**WORKING DATA**.
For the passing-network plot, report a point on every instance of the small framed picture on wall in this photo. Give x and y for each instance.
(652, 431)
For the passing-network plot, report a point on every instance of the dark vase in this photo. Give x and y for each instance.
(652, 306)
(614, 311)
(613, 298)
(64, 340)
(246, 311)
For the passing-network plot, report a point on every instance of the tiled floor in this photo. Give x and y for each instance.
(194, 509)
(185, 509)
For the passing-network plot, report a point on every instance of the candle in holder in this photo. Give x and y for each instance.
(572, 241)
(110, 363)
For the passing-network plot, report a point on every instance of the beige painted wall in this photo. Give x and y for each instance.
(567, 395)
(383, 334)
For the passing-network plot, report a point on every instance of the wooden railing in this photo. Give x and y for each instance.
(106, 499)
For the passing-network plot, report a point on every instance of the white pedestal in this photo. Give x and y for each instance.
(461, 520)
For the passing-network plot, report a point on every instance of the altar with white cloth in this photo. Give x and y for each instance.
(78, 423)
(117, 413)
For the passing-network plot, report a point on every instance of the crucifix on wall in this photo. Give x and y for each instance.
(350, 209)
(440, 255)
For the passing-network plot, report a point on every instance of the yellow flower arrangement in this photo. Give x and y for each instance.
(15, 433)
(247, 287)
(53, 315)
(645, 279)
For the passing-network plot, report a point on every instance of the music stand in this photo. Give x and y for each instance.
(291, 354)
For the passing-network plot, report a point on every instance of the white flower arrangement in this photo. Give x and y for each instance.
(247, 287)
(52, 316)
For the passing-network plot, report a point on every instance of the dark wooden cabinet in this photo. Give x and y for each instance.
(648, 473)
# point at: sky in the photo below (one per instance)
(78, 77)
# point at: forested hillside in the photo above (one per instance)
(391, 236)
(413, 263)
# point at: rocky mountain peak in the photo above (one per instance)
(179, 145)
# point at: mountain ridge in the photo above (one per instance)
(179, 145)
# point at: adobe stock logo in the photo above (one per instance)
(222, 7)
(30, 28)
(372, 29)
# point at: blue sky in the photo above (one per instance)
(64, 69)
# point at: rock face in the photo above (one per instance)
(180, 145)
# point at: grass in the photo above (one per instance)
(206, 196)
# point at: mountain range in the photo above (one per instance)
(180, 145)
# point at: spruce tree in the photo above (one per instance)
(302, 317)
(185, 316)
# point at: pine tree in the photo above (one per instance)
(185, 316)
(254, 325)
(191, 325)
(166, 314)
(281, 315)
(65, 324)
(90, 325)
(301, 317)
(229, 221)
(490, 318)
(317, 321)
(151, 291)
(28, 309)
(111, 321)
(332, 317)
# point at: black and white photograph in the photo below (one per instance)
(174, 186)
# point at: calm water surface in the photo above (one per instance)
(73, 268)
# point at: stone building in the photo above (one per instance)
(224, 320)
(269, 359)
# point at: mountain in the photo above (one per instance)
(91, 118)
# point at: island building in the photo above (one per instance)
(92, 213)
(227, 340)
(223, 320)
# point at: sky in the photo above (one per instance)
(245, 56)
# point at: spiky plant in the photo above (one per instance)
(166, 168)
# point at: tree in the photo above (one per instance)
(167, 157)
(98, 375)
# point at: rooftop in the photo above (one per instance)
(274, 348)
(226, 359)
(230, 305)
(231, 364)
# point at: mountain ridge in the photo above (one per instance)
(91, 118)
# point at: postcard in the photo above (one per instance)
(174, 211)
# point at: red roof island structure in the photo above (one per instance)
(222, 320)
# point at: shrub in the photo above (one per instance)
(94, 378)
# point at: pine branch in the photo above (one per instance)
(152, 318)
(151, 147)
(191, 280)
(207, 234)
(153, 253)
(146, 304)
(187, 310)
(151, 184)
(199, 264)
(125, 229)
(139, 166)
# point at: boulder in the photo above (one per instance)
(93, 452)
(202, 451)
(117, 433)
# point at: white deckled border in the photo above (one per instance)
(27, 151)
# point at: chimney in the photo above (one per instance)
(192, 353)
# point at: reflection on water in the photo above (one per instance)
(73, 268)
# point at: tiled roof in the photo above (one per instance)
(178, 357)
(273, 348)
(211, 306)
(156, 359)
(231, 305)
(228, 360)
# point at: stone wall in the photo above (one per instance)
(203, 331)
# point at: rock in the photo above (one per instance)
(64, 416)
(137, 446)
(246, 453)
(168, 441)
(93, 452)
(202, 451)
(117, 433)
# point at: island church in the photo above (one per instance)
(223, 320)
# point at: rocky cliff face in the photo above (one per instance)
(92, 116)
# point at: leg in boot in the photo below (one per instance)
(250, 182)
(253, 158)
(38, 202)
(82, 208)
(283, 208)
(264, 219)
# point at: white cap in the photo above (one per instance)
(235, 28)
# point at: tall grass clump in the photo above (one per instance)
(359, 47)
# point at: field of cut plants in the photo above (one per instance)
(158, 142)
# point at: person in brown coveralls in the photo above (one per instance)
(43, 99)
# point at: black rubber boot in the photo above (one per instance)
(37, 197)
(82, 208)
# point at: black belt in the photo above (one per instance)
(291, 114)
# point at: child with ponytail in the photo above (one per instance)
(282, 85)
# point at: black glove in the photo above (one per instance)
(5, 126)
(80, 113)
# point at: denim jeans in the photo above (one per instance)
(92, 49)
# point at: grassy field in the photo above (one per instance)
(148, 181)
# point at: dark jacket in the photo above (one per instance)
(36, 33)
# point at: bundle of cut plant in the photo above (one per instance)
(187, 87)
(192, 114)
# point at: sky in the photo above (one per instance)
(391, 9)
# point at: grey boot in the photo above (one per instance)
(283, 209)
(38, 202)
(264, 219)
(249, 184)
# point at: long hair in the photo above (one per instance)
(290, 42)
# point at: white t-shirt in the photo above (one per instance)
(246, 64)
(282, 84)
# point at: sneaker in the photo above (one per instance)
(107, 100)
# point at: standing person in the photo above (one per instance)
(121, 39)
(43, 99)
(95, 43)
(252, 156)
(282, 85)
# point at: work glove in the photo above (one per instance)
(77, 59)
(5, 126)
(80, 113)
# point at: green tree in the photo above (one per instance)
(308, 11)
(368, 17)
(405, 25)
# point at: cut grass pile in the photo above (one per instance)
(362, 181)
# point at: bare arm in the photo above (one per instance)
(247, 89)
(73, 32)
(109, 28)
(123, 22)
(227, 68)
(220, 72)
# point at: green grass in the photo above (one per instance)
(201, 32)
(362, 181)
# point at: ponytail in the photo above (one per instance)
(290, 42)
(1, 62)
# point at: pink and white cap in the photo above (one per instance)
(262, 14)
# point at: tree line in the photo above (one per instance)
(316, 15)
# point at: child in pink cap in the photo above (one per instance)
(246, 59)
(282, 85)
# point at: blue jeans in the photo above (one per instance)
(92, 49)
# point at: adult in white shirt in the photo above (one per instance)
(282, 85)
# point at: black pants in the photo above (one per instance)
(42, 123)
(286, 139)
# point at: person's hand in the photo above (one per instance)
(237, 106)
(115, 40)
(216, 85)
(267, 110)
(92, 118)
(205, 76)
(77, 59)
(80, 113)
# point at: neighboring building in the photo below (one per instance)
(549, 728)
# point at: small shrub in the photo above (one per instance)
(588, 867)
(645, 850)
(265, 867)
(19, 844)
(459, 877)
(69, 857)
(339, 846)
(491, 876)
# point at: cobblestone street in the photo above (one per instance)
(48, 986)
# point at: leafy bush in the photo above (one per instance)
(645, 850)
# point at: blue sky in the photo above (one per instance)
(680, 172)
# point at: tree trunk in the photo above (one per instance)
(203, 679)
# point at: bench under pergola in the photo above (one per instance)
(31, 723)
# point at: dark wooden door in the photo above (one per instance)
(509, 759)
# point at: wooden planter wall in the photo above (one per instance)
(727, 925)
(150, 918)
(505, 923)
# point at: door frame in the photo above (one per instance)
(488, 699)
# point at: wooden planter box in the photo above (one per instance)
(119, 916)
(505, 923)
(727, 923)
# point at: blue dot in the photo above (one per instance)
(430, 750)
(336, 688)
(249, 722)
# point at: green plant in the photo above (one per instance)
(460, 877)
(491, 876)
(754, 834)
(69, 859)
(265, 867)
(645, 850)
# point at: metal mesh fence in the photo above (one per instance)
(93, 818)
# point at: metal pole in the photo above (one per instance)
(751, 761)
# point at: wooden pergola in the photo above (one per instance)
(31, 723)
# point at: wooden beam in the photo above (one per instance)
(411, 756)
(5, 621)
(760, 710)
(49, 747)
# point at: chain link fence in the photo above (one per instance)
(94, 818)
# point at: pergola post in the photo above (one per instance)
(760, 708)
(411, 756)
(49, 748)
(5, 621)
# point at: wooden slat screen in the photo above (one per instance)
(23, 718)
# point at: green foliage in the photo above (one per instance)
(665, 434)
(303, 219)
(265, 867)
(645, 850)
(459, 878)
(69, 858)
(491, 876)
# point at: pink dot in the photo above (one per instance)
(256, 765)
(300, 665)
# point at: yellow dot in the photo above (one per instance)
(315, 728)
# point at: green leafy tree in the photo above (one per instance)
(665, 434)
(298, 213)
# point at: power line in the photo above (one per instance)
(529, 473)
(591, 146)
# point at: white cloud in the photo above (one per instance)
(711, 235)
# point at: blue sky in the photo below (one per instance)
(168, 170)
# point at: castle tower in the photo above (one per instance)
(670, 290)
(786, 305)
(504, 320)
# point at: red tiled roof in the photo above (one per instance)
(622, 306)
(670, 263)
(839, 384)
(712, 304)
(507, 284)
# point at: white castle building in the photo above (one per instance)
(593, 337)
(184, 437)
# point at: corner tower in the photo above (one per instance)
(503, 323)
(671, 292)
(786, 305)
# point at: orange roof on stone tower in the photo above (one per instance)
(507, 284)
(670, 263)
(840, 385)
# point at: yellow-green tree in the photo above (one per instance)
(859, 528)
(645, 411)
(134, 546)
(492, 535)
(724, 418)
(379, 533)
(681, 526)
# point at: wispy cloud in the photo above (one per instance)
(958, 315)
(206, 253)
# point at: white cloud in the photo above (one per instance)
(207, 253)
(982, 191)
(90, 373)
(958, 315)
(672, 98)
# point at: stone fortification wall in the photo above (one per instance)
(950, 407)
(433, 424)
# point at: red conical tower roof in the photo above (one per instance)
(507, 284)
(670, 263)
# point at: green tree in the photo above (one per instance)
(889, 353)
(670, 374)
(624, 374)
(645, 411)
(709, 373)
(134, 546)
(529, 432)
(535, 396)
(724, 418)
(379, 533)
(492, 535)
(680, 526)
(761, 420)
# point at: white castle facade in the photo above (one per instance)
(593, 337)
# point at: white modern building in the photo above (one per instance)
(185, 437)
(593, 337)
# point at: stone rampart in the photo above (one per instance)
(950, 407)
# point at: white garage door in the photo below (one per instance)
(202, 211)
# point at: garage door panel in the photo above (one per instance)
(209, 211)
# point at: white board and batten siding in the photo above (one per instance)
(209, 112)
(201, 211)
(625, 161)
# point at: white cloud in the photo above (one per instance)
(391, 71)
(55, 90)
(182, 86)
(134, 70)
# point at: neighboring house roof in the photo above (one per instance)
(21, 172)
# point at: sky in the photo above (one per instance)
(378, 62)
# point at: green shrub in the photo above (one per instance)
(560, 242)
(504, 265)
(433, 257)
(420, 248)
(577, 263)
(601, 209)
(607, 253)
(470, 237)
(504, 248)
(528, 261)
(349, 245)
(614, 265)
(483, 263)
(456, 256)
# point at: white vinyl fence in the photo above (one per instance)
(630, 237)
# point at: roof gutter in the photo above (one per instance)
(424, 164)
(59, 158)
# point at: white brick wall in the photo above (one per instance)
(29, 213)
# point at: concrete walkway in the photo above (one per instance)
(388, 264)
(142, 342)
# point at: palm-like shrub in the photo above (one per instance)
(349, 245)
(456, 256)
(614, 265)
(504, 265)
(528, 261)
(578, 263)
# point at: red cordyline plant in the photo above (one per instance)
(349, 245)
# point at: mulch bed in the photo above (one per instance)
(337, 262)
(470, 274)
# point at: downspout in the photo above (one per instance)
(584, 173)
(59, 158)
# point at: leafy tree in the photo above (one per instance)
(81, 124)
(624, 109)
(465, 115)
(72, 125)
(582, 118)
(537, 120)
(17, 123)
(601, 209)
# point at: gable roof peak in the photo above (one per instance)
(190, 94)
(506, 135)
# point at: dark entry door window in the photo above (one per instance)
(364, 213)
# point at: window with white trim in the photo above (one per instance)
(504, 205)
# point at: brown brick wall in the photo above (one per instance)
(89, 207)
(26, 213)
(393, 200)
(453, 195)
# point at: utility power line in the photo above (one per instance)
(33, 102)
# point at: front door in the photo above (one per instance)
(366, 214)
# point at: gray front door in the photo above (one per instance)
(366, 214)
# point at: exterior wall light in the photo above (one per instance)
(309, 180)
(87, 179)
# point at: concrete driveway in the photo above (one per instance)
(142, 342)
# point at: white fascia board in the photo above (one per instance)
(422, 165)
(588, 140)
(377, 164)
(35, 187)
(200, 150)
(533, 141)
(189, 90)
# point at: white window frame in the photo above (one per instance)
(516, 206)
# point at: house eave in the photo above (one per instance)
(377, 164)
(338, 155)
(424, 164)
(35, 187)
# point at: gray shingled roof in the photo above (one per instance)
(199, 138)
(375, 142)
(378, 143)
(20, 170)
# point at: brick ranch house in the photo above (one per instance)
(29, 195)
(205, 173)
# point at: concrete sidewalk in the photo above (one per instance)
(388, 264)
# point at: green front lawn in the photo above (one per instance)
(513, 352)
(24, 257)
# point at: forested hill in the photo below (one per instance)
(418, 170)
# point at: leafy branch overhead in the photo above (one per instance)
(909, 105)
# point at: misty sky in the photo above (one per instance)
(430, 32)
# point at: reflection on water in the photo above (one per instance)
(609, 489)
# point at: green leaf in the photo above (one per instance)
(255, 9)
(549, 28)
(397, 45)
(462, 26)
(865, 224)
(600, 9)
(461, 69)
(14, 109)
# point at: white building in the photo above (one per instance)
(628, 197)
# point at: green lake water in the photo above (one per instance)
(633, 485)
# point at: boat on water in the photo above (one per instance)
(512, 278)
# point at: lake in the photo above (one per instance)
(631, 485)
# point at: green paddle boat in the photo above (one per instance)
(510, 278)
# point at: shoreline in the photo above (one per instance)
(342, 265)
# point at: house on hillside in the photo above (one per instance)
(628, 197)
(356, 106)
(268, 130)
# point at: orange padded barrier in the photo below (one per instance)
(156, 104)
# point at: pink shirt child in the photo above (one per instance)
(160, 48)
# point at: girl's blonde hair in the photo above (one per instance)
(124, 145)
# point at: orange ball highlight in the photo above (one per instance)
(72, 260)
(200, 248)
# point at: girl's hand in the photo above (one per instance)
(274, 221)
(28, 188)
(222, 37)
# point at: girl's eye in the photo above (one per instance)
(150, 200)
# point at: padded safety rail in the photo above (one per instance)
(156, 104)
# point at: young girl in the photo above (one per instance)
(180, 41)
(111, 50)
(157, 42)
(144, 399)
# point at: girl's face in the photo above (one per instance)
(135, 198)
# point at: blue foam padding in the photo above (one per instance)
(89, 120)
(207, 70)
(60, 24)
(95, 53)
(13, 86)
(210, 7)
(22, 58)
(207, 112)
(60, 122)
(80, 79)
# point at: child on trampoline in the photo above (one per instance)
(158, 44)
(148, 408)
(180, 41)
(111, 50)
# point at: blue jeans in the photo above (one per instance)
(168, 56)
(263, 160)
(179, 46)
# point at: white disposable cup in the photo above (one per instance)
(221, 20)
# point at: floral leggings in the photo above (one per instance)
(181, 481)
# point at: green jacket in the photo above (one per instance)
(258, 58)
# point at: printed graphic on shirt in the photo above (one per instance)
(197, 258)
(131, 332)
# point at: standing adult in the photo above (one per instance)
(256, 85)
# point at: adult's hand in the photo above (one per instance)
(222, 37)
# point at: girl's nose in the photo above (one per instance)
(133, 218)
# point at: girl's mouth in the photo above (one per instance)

**WHAT IS EXPECTED**.
Reproduce the entries word for word, starting at the line that contains "# point at: green jacket" and ending at the last line of the entries.

**THE ANSWER**.
# point at: green jacket in the photo above (one per instance)
(258, 58)
# point at: printed graphic on shirt in the photo above (one per instance)
(197, 258)
(131, 332)
# point at: standing adult in the photo above (one per instance)
(256, 85)
# point at: adult's hand in the photo above (one per instance)
(222, 37)
# point at: girl's nose in the photo above (one per instance)
(133, 218)
# point at: girl's mouth in the photo above (one per instance)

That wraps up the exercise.